_Problem description_.
Copy out the lines below without any changes.

Dataset entries

====================

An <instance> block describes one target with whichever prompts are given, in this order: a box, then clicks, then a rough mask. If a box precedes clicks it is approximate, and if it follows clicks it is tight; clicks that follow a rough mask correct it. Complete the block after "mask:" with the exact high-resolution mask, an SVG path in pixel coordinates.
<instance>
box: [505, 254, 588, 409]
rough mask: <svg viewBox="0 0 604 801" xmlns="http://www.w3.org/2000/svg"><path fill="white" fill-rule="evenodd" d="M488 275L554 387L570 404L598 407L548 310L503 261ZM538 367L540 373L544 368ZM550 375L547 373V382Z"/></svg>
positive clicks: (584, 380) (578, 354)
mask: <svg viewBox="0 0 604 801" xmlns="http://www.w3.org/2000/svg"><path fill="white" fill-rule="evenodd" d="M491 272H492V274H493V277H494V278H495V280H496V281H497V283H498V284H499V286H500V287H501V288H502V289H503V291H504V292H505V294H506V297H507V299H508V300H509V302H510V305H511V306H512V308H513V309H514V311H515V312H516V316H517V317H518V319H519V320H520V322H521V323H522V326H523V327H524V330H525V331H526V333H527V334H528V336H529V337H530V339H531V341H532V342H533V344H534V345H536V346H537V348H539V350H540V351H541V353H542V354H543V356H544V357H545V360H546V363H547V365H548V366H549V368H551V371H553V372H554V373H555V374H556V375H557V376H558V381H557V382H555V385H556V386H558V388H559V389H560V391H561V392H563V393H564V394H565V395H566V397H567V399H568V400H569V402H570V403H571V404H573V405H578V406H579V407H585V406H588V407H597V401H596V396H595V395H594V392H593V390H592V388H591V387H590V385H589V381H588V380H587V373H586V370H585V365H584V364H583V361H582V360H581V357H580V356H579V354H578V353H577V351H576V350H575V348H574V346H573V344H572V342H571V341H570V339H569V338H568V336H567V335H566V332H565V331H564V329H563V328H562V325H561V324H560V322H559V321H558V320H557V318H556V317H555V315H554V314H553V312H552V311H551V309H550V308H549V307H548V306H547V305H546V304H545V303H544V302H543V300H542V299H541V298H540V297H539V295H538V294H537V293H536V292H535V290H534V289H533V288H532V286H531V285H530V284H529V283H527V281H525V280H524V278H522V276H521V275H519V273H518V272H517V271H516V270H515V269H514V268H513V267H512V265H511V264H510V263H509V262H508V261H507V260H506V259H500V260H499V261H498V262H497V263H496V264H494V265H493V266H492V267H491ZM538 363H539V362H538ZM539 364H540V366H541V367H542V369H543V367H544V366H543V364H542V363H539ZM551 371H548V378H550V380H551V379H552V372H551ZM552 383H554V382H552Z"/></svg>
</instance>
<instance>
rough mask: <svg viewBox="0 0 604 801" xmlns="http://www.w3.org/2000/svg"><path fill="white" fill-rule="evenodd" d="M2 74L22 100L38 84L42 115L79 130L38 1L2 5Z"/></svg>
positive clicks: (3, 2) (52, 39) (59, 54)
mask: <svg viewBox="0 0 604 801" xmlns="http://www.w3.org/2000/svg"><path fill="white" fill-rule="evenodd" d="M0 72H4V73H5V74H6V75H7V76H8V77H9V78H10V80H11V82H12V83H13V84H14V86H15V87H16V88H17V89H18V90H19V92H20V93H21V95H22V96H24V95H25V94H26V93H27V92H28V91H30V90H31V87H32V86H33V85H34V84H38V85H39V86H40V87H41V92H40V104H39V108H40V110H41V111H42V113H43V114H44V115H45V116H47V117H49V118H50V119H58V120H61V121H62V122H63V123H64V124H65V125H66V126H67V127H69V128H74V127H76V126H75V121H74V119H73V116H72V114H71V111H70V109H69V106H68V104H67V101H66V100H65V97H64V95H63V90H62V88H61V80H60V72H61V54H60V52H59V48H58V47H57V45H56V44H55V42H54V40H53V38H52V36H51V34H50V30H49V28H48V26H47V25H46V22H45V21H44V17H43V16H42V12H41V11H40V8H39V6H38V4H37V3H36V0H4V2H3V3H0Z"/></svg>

====================

_Result of this exercise_.
An <instance> block describes one target with whichever prompts are given, in this order: a box, then clicks, then a rough mask. If a box precedes clicks it is approximate, and if it follows clicks it is tight; clicks that follow a rough mask correct it. Complete the block after "mask:" with the exact high-resolution mask, an SVG path in pixel coordinates.
<instance>
box: [505, 254, 588, 409]
rough mask: <svg viewBox="0 0 604 801" xmlns="http://www.w3.org/2000/svg"><path fill="white" fill-rule="evenodd" d="M488 275L554 387L570 404L598 407L548 310L503 261ZM538 367L540 373L544 368ZM550 375L547 373V382Z"/></svg>
positive clicks: (584, 380) (578, 354)
mask: <svg viewBox="0 0 604 801" xmlns="http://www.w3.org/2000/svg"><path fill="white" fill-rule="evenodd" d="M491 272H492V274H493V277H494V278H495V280H496V281H497V283H498V284H499V286H500V287H501V288H502V289H503V291H504V292H505V294H506V297H507V299H508V300H509V302H510V305H511V306H512V308H513V309H514V311H515V312H516V316H517V317H518V319H519V320H520V322H521V323H522V326H523V327H524V330H525V331H526V333H527V334H528V336H529V337H530V339H531V341H532V342H533V344H534V345H536V346H537V348H539V350H540V351H541V353H542V354H543V356H544V357H545V360H546V363H547V365H548V366H549V368H551V371H553V372H554V373H555V374H556V375H557V376H558V381H557V382H555V385H556V386H558V388H559V389H560V391H561V392H563V393H564V394H565V395H566V397H567V399H568V400H569V402H570V403H571V404H573V405H578V406H579V407H585V406H588V407H597V401H596V396H595V395H594V392H593V390H592V388H591V387H590V385H589V381H588V380H587V373H586V370H585V365H584V364H583V361H582V360H581V357H580V356H579V354H578V353H577V351H576V350H575V348H574V346H573V344H572V342H571V341H570V339H569V338H568V336H567V335H566V332H565V331H564V329H563V328H562V325H561V324H560V322H559V321H558V320H557V318H556V317H555V315H554V314H553V312H552V311H551V309H550V308H549V307H548V306H547V305H546V304H545V303H544V302H543V300H542V299H541V298H540V297H539V295H538V294H537V293H536V292H535V290H534V289H533V288H532V286H531V285H530V284H529V283H527V281H525V280H524V278H522V276H521V275H519V273H518V272H517V271H516V270H515V269H514V268H513V267H512V265H511V264H510V263H509V262H508V261H507V260H506V259H500V260H499V261H498V262H497V263H496V264H494V265H493V266H492V267H491ZM538 363H539V362H538ZM539 364H540V366H541V367H542V369H543V367H544V366H543V364H542V363H539ZM551 371H548V378H550V380H551V379H552V372H551ZM552 383H554V382H552Z"/></svg>
</instance>
<instance>
rough mask: <svg viewBox="0 0 604 801" xmlns="http://www.w3.org/2000/svg"><path fill="white" fill-rule="evenodd" d="M2 74L22 100L38 84L42 115L79 130L38 1L2 5Z"/></svg>
positive clicks: (3, 2) (52, 39) (59, 54)
mask: <svg viewBox="0 0 604 801" xmlns="http://www.w3.org/2000/svg"><path fill="white" fill-rule="evenodd" d="M0 72H4V73H5V74H6V75H7V76H8V77H9V78H10V80H11V82H12V83H13V84H14V86H15V87H16V88H17V89H18V90H19V92H20V93H21V95H22V96H24V95H25V94H26V93H27V92H28V91H30V90H31V87H32V86H33V85H34V84H38V85H39V86H40V87H41V92H40V104H39V108H40V110H41V111H42V113H43V114H44V115H45V116H47V117H49V118H50V119H58V120H61V121H62V122H63V123H64V124H65V125H66V126H67V127H69V128H74V127H76V126H75V121H74V119H73V116H72V114H71V111H70V109H69V106H68V104H67V101H66V100H65V97H64V95H63V90H62V88H61V80H60V72H61V54H60V52H59V48H58V47H57V45H56V44H55V42H54V40H53V38H52V36H51V34H50V30H49V28H48V26H47V25H46V22H45V21H44V17H43V16H42V12H41V11H40V8H39V6H38V4H37V3H36V0H4V2H3V3H0Z"/></svg>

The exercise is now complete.